It was an exciting time to be at the Hospital Center. Technological and therapeutic advances were allowing us to keep ill patients alive longer than ever before. To give them the best chance of survival, we found a need for physicians who were, in effect, generalists in all organs but with a special focus on the complexities of acute illness and injury. And thus was born the field of critical care medicine-and outgrowth of Internal Medicine, Surgery, Anesthesiology and Pediatrics.
The Hospital Center was one of the first to establish its own Surgical Critical Care program, and today is one of the best in the nation. It has developed and evolved extensively over the years, and now includes an experienced critical care team representing many different disciplines, including nine intensivists. From two Surgical Intensive Care Units and 27 beds in 1980, we have grown to 59 beds spread out over five Critical and Intermediate Care Units.
In parallel, the systems of medical and neonatal critical care have significantly evolved. Today, in addition to training the hospital's own surgical and pulmonary critical care residents, we also have students, residents and fellows from the National Institutes of Health, Walter Reed Army Medical Center, Bethesda Naval Medical Center, MedStar Georgetown University Hospital and the Uniformed Services University of the Health Sciences.
While most surgical patients have better than a 95 percent survival rate, one difficult part of our job is knowing when to say "enough" for the few who are beyond help. We need the wisdom to recognize when patients won't get better, and to know when to step away from technology. Then our attention turns solely toward helping patients, families and even other providers through the final days of life, providing comfort to all.
Every day, the Critical Care team is challenged to use our skills, technology and available resources expertly, safely and compassionately.

### TASK
Summarize the passage on critical care at the Hospital Center in two sentences.

### Entries taken from a collection
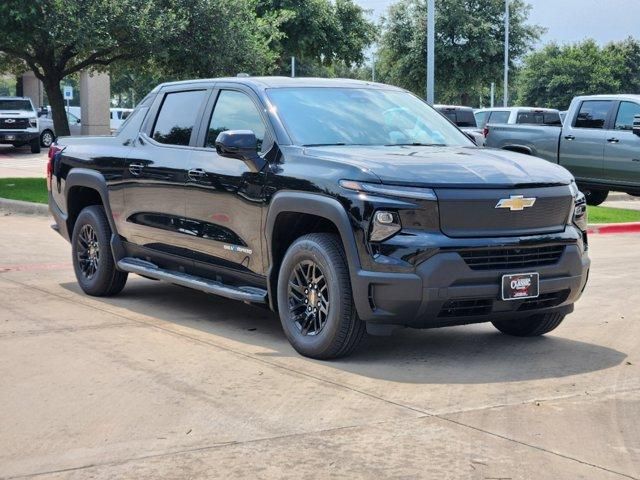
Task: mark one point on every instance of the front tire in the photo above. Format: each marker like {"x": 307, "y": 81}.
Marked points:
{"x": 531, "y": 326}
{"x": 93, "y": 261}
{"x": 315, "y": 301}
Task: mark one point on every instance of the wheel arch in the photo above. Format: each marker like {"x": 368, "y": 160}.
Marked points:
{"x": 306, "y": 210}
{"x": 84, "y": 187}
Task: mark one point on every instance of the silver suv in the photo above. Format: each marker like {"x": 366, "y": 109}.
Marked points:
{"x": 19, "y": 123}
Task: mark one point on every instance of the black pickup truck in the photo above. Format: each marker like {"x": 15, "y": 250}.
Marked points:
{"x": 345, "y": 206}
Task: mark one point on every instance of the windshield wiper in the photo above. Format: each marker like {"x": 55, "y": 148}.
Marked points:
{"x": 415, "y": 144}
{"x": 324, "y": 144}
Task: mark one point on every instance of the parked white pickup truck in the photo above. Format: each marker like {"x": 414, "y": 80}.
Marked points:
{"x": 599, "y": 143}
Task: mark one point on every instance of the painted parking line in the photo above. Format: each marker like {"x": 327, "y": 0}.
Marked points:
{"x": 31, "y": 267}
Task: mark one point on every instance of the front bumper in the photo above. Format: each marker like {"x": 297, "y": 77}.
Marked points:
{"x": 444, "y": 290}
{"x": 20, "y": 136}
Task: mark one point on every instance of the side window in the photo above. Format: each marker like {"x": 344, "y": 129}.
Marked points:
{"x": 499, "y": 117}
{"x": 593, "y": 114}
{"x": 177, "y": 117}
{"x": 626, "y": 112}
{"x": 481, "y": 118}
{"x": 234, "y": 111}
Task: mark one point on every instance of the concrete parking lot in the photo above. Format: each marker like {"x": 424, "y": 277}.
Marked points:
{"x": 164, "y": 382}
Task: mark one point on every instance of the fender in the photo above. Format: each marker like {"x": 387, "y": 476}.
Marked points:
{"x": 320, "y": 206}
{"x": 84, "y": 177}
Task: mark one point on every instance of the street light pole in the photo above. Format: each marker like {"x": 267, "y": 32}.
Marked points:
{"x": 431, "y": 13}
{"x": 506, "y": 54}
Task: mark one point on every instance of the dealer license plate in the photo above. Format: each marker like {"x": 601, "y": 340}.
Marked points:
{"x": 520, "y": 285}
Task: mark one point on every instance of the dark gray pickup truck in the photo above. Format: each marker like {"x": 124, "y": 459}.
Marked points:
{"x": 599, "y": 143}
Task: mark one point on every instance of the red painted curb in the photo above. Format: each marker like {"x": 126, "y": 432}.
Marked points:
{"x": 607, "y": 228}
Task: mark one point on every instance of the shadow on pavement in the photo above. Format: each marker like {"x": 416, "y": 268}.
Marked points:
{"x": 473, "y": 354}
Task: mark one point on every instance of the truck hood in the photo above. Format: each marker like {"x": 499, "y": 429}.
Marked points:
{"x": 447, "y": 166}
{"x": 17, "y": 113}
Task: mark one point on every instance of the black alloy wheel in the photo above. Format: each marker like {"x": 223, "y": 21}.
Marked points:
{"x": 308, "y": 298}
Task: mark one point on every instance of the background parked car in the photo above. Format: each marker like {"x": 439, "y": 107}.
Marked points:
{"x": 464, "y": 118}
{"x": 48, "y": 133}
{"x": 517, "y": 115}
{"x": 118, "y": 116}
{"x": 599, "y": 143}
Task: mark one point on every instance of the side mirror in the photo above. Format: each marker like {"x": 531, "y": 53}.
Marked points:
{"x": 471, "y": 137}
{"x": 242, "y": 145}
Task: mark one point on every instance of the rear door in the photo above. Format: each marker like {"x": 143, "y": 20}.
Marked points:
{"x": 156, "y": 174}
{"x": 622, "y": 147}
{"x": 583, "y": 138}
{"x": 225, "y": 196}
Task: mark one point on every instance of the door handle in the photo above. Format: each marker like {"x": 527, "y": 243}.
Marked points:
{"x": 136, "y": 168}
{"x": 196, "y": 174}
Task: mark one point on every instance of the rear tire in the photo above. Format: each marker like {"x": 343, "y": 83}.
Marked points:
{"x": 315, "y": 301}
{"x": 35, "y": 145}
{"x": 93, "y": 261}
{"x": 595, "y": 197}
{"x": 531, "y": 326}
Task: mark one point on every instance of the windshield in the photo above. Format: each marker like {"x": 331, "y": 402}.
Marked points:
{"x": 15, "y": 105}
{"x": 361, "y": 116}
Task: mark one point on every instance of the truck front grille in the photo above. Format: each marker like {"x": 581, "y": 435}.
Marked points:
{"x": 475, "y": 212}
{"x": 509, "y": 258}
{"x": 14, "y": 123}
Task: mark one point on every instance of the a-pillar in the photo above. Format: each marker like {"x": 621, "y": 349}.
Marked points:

### SOLUTION TO THE EXERCISE
Advances that kept ill patients alive longer created a need for physicians focused on acute illness and injury, and the Hospital Center was one of the first to establish its own Surgical Critical Care program, which grew from two Surgical Intensive Care Units with 27 beds in 1980 to 59 beds across five Critical and Intermediate Care Units. Besides training its own surgical and pulmonary critical care residents along with students, residents and fellows from several other institutions, the team must recognize when patients won't get better and then focus on comforting patients, families and providers through the final days of life.